To work or cooperate for the benefit of others without desiring anything in return is service. The lesser the desire for return in rendering service, the greater will be the purity and higher will be the status of service so rendered. To desire anything in return is just another form of selfishness. Selfishness is a flaw of service; it is an imperfection that must be removed. The Uniqueness of the Pleasure of Service -
Service with affectionate disposition has its own taste; it has its own pleasure. This pleasure is different from that derived from sensory enjoyments. When we help some miserable creature and when its misery is mitigated, our heart is filled with pleasure, which is quite different from the sensory pleasures. This is the reason that when one develops a taste for service, the taste for sensory and sensual pleasures reduced and the craving for physical pleasures goes away.

__DIRECTIVE 1__
Pull out every line in the entries below that contains the word "vehicle".

__THE RECORDS__
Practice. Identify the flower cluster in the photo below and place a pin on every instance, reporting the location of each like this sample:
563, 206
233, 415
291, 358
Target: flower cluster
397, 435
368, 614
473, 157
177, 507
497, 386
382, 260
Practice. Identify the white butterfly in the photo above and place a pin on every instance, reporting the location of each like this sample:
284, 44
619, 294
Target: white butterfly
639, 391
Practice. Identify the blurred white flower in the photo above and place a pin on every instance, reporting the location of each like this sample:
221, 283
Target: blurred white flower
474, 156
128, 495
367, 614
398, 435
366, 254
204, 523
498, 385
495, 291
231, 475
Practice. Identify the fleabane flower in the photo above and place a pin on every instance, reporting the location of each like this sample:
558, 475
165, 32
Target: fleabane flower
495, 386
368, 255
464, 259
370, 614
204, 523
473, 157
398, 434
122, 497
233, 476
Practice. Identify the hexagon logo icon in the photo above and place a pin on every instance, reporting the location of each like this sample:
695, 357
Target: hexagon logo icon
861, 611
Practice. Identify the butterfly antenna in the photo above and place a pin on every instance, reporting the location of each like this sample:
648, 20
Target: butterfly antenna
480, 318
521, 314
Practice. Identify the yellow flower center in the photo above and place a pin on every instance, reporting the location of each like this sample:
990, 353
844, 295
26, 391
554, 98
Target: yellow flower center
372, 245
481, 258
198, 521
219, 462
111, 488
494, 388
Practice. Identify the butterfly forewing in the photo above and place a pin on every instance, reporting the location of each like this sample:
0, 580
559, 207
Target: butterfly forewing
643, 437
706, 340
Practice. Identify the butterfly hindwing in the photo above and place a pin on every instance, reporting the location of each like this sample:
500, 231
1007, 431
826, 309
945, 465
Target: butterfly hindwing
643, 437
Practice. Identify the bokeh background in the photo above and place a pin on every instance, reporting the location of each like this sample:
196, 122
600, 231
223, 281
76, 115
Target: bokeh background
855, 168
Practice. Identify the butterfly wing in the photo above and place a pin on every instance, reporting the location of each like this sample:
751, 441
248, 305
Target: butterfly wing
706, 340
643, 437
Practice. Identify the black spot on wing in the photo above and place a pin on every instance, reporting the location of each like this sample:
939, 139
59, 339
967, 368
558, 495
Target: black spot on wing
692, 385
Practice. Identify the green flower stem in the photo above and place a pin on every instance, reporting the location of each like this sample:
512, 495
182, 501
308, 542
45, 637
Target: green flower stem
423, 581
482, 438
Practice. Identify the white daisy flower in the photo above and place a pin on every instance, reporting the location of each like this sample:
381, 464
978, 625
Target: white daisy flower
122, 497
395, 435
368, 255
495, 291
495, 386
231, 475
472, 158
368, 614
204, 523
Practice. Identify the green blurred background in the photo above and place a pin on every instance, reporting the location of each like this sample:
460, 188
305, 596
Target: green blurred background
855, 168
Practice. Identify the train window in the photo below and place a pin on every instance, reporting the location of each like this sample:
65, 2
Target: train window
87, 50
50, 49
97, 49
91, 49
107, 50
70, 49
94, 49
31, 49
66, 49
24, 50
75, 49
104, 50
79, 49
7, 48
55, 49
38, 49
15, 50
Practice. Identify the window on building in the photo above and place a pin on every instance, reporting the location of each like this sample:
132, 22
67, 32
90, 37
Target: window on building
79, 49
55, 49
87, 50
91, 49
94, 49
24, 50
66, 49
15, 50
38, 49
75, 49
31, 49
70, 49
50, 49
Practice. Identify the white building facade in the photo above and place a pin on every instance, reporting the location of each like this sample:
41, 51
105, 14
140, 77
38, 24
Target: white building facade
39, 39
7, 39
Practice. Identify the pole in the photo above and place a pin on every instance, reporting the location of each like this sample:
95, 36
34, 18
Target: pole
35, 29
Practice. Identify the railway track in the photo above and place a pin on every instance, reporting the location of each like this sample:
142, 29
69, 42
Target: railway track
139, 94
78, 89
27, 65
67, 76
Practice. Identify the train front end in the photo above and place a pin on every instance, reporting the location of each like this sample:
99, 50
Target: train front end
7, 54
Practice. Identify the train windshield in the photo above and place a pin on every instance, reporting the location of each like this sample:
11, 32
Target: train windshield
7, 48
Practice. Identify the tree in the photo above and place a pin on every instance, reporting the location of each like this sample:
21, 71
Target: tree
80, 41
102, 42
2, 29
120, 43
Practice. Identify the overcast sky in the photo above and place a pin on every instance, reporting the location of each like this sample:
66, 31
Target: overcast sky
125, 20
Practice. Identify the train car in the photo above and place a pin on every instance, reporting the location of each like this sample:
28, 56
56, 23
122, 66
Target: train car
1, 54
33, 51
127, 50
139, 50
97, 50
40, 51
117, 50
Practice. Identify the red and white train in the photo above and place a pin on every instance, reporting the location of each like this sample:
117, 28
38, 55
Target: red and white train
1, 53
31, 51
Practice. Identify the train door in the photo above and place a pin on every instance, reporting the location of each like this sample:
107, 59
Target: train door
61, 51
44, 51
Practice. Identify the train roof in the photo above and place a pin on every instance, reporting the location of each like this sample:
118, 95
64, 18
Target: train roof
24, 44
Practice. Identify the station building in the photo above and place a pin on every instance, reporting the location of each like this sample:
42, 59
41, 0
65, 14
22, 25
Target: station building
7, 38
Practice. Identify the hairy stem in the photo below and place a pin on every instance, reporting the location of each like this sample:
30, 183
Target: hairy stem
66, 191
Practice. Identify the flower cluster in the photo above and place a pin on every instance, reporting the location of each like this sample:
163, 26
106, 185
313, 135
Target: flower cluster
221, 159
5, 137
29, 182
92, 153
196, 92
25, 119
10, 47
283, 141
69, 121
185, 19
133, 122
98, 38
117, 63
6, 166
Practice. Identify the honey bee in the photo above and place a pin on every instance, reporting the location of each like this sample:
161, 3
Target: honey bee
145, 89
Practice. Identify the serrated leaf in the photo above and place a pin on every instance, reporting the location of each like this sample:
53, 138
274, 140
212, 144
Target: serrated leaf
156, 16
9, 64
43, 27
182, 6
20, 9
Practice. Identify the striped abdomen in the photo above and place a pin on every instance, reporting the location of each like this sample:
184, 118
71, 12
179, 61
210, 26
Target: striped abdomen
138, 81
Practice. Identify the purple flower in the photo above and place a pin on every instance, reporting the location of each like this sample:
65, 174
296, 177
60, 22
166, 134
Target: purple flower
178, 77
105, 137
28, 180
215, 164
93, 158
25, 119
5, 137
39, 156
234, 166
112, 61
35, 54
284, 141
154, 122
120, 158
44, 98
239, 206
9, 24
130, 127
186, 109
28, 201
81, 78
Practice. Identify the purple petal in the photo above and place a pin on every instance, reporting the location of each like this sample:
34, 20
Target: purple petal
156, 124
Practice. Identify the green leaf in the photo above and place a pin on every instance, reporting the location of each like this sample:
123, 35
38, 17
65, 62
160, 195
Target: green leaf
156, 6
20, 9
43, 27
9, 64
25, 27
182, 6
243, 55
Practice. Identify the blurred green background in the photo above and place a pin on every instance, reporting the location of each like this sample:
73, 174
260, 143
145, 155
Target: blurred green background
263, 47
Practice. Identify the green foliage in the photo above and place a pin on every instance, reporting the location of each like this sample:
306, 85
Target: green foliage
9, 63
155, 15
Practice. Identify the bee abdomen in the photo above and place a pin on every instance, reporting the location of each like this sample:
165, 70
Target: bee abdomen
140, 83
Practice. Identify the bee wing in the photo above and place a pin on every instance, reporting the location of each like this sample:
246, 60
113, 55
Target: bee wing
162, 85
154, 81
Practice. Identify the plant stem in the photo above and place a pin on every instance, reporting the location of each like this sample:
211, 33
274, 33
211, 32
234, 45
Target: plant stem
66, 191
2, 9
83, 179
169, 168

* * *

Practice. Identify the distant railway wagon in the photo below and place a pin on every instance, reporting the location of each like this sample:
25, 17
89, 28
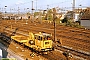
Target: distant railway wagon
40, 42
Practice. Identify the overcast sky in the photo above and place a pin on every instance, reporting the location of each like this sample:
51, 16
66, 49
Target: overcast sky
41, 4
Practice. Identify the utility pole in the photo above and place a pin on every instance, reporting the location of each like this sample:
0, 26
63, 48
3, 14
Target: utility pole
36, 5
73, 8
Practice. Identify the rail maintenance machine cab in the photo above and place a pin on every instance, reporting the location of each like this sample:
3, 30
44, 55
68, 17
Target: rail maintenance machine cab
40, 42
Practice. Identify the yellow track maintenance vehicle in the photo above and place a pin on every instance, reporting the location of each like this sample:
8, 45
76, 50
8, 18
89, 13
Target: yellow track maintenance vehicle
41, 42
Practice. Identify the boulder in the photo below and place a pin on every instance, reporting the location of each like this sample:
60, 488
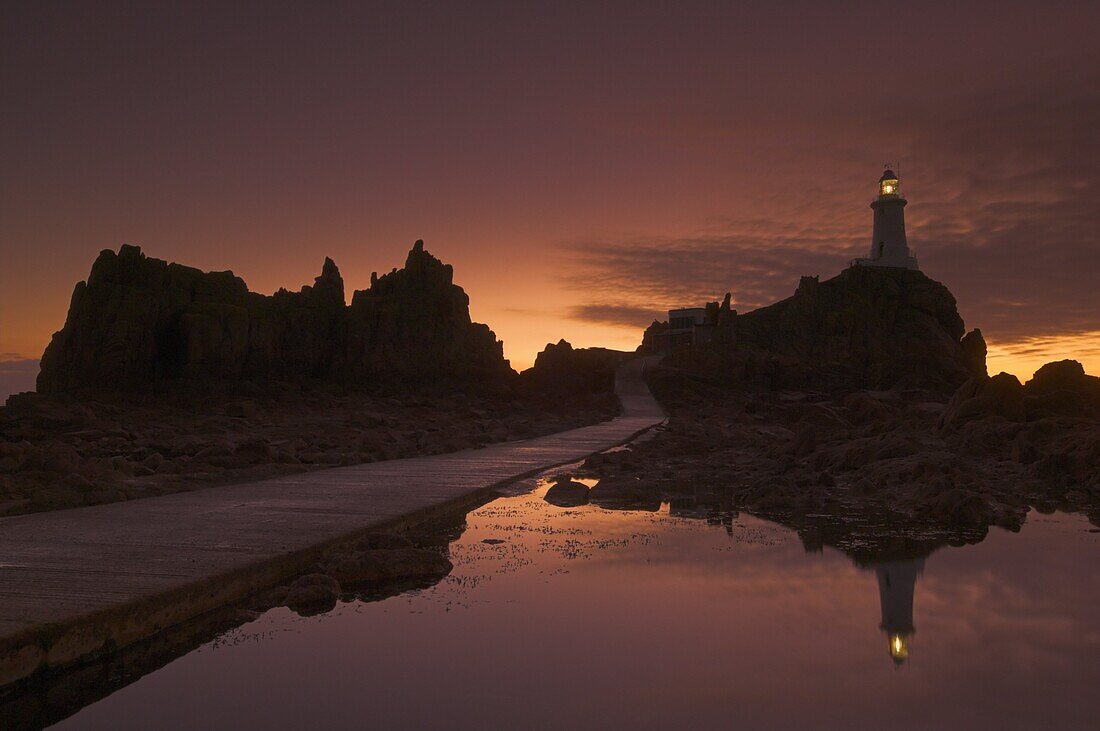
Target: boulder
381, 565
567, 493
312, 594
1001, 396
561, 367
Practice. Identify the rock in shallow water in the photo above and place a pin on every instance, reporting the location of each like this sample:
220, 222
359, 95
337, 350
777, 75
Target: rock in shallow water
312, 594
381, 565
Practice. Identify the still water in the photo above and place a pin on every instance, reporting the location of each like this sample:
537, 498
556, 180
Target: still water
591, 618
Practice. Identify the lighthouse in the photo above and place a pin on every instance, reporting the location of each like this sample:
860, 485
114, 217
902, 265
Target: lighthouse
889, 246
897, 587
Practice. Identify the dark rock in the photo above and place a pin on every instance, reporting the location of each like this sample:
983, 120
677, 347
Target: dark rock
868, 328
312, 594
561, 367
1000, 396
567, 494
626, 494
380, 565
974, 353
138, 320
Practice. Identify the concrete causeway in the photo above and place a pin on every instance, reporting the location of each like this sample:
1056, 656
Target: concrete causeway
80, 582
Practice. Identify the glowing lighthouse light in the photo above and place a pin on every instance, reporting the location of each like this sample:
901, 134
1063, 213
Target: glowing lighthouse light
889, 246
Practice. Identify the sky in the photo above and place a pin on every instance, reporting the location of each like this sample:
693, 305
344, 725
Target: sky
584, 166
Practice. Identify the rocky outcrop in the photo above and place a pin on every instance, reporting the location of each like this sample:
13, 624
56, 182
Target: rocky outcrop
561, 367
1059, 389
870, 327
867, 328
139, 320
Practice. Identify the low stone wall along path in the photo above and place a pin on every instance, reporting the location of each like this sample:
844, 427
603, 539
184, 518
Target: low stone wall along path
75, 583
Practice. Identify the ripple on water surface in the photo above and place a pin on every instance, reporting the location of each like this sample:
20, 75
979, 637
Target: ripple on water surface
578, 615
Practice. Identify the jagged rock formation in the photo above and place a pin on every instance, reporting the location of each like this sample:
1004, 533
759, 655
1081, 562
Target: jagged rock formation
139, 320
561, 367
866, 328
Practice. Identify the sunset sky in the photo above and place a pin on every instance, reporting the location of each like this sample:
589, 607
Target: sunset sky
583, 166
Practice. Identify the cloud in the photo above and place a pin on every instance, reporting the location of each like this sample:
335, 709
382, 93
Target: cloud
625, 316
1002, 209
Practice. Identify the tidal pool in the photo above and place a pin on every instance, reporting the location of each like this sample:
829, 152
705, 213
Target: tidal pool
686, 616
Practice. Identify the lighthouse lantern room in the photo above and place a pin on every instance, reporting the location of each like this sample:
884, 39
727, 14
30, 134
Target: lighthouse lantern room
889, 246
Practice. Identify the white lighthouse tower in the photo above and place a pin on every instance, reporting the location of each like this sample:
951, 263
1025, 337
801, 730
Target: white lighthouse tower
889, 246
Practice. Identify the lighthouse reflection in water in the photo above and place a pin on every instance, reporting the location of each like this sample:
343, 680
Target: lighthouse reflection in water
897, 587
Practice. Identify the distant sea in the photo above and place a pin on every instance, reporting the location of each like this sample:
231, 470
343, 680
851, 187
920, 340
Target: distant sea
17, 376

__DIRECTIVE 2__
In the passage on service, list every phrase used for the pleasures that the passage sets apart from the pleasure of service.

__WORKED SOLUTION 1__
Practice. Identify the yellow track maintenance vehicle in the photo above and place a pin on every instance, reporting the location of each like this sample:
Target: yellow track maintenance vehicle

__WORKED SOLUTION 2__
sensory enjoyments
sensory pleasures
sensual pleasures
physical pleasures